Required tasks:
1. Answer these questions about the Iraq war commentary:
(a) How strong was the Iraqi army that took its weapons home when it disappeared?
(b) Who is called "the cocky former defense secretary"?
(c) What award did Paul Bremer receive?
2. Can you extract the Iraq war commentary word for word from "So many US senators" to "Bush were liars."?

Text block:
::::::::

Of course Republicans are daring and blackmailing the Democrats to vote against the war and will claim that the vote will putour troops in harm way by cutting off the funding. Supporting the troops is one thing, supporting the war is another thing, and Democrats should know that simple point.
So many US senators who now speak out against the war, have voted for it, and when they voted for it, did not bother to ask the right questions and raise doubts on the credibility of the evidence given the fact that the Chaney-Bush administration is prone to lies and have a propensity to never tell the truth. These senators did not have the courage to stand up for America and have failed us and failed our troops at all levels, and dare not to stand up for what is and what was right. They voted for the stupid, useless war, because they did not have the courage to face the voters and tell them the truth that Dick Chaney and George Bush were liars.
So far, over 3000 of our finest troops are dead, over 30,000 are in run down hospitals( while defense contractors are making billions), without proper care with varying degrees of permanent injuries, and of course with over 65,000 dead Iraqis, with the country facing a vicious civil war. Of course while the war in Iraq, originally billed as against Saddam and his Weapons of Mass Destruction (WMD), the war, failing at all front, was re-billed by the spin masters at the White House as the part of the global war on terror. Every one, except the smart and semi-intelligent people at the White House and the major conservative think tank, tell us we are winning the war on terror. With over a 1000 x ($1000,000,000), and 5 years with some 300,000 of our finest troops in the battle field, and of course with the most powerful missiles, airplanes, smart bombs, aircraft carries, any nation could muster, we could not so far put an end to these criminal Talibans, who destroyed their country and are trying to destroy ours. No one can convince me, with all of the firepower and, the best-equipped army in the world we are unable to defeat the Talibans that raged tag army. Now we are even told to expect more poweful attacks by the Talibans.
Nothing short of a formal public apology from the US Senate and the House of Representative will do. Democrats before Republican should apologies to the nation, the families of all those who died fighting a war based on lies, and apology to all the tax payers who saw their hard earned money going to thieves and robbers pretending to be defense contractors. An apology should go the people of Iraq for failing them, in their quest for freedom from the tyranny of Saddam Hussein. The only good thing that came out of this stupid war was the hanging of Saddam and the possible hanging of members of his revolutionary cabinet. Too bad the Iraqis proved they are unfit for democracy and freedom.
While not a military expert, though I did serve in the US Army, I never understood how can commanders, graduates from military academies could think that by destroying few tanks they could defeat an army? I could never understand how these commanders in the Pentagon and in the field did not think of the millions of small arms weapons, of rocket launchers, of land mines that the 400,000 strong Iraqi army took home with them when the army simply disappeared and George Bush declared victory from the deck of the aircraft carriers. Didn’t Donald Rumsfeld, the cocky former defense secretary asks what about all those weapons and what potential danger do they pose to our troops?
Not only there was a total failure on the military front, there was an absolute disaster on the civilian side as well. With Paul Bremer awarded the highest civilian medal, one has to wonder where did the billions of dollars disappeared under his watch? And why so many defense contractors made a killing and were allowed to rob and fleece the country.
Yes, Harry Reid, Hilary Clinton, Barak Obama, Carl Levin, John Kerry Nancy Pelosi all should take the lead and gather the rest of members of congress and should without delay apologies to the nation for failing to their job of representing our best interest as people and as nation.

::::::::

Material shown:
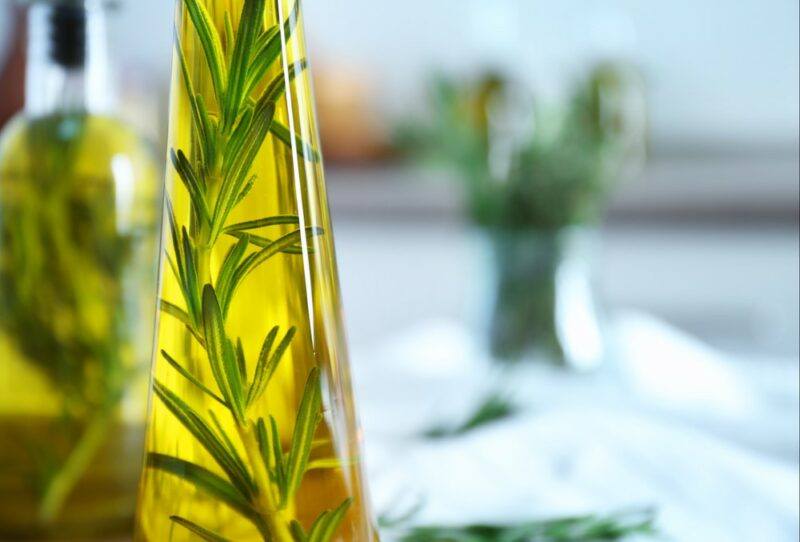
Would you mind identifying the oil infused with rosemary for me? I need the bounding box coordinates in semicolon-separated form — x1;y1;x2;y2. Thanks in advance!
0;0;159;540
136;0;377;542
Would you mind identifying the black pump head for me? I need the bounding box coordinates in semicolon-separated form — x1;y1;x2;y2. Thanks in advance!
48;1;87;68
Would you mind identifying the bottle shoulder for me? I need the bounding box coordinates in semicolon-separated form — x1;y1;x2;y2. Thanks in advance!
0;114;160;182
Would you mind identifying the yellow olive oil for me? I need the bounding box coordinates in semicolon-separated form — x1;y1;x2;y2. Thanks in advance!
135;0;377;542
0;113;158;539
0;0;160;540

::::::::

Answers given:
1.
(a) 400,000 strong
(b) Donald Rumsfeld
(c) The highest civilian medal

2.
So many US senators who now speak out against the war, have voted for it, and when they voted for it, did not bother to ask the right questions and raise doubts on the credibility of the evidence given the fact that the Chaney-Bush administration is prone to lies and have a propensity to never tell the truth. These senators did not have the courage to stand up for America and have failed us and failed our troops at all levels, and dare not to stand up for what is and what was right. They voted for the stupid, useless war, because they did not have the courage to face the voters and tell them the truth that Dick Chaney and George Bush were liars.